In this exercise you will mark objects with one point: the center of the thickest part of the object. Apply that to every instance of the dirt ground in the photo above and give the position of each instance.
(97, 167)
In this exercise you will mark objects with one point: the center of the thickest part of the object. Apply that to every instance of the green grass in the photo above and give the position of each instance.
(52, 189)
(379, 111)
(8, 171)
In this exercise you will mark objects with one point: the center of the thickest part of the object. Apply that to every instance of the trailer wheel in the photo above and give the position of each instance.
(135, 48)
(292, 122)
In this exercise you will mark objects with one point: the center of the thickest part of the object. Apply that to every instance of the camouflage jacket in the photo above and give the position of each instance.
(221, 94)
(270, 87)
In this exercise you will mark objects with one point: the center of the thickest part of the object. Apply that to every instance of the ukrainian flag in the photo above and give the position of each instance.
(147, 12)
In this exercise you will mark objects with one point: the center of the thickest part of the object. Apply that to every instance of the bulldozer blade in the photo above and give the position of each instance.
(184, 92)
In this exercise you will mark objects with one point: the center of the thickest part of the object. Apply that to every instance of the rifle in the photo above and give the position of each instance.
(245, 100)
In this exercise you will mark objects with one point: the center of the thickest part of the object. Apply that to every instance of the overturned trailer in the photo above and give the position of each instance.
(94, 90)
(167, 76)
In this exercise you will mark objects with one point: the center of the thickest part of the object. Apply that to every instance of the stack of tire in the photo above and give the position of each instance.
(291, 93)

##########

From the line holding "of the stack" to the final line of the data, repeat every line exactly. Leave out all the rest.

In this exercise you will mark objects with one point: the center of the thickest part of the object. Apply that to every instance of the stack of tire in the photo above and give the position of each instance.
(291, 93)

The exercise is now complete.